Перепишите без изменений часть записей ниже: от строки, содержащей «Exercise. Tag every instance of the snow slope», до последней строки записей, включая обе.
.....
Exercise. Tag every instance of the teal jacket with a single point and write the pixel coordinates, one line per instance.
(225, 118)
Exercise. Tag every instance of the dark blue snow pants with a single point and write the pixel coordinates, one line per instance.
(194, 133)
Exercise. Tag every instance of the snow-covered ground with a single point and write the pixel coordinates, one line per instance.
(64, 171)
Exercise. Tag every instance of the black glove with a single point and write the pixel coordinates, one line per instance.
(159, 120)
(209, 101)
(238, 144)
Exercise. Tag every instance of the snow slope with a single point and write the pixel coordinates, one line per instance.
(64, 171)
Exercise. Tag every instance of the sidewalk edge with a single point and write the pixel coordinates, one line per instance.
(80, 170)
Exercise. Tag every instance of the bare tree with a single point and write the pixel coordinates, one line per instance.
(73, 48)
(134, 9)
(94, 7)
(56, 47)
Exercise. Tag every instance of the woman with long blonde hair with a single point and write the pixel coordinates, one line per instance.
.....
◆ ОТВЕТ ◆
Exercise. Tag every instance of the snow slope with a single point and write the pixel coordinates, one line per instance.
(64, 171)
Exercise. Tag every instance of the sidewalk edge with a single point and write the pixel coordinates, one line per instance.
(80, 170)
Exercise. Tag every instance of the bare tree with a single point and write the pixel coordinates, one line per instance.
(73, 48)
(134, 9)
(94, 7)
(56, 47)
Exercise. Tag every instance of the woman with long blonde hair with a single point and write the pixel coordinates, one line per instance.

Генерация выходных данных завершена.